# Do this:
Skip the images. Copy the records exactly as written.

# Available data:
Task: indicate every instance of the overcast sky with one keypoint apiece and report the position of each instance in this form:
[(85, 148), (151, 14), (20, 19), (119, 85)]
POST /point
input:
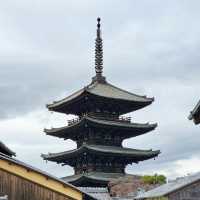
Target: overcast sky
[(150, 48)]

# The response:
Task: indicate every instance of the overcast sky with one keypoint apiece and report the position of each instance in this form:
[(85, 148), (151, 14), (20, 19), (119, 85)]
POST /point
input:
Target: overcast sky
[(150, 48)]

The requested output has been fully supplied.